___ DATA SUPPLIED
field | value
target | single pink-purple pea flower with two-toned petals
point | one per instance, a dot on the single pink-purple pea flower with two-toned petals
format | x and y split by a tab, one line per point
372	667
______
__REQUIREMENT__: Exact copies of the line containing "point | one" and of every line after it through the end of the entries are all that should be output.

__REPLY TO THE TASK__:
point | one per instance, a dot on the single pink-purple pea flower with two-toned petals
format | x and y split by a tab, one line per point
372	667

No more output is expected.